- MATERIAL FOR THIS EXERCISE -
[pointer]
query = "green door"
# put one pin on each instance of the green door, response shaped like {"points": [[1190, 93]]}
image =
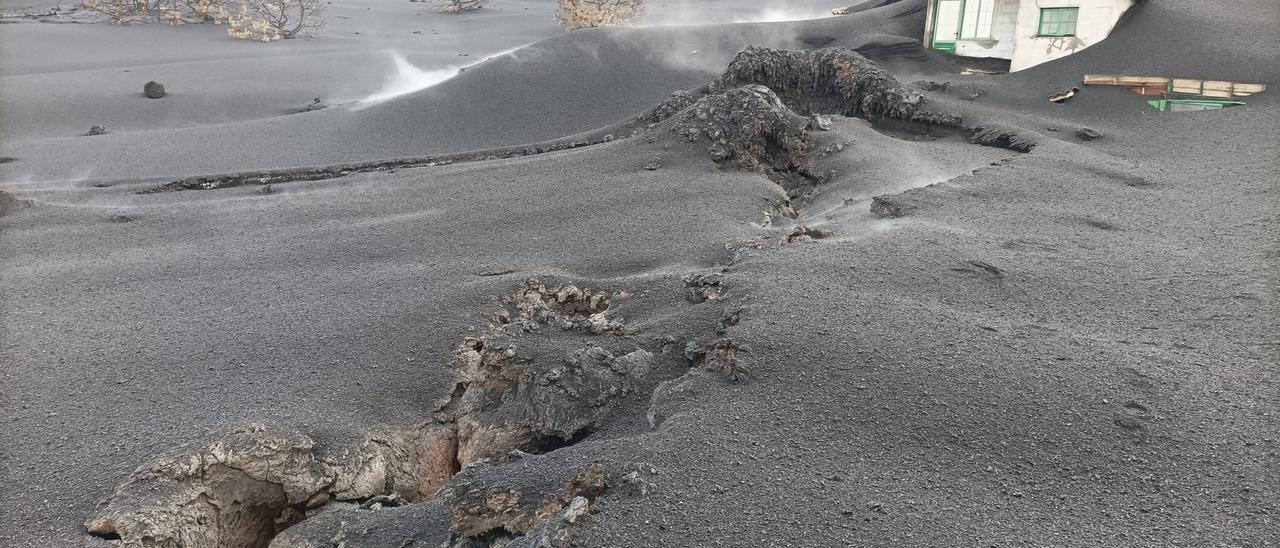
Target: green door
{"points": [[946, 24]]}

- STATED PROBLEM -
Format the items above as a two-column CSV with the header instruction,response and one row per item. Put each item's text in the instruction field and its answer in the response field, quote every field, replace line breaks with spaces, and leave out the pictures.

- WORKED ANSWER -
instruction,response
"[pointer] query = ""green door"" # put one pin on each instance of the green door, response shaped like {""points"": [[1190, 93]]} image = Target: green door","{""points"": [[946, 24]]}"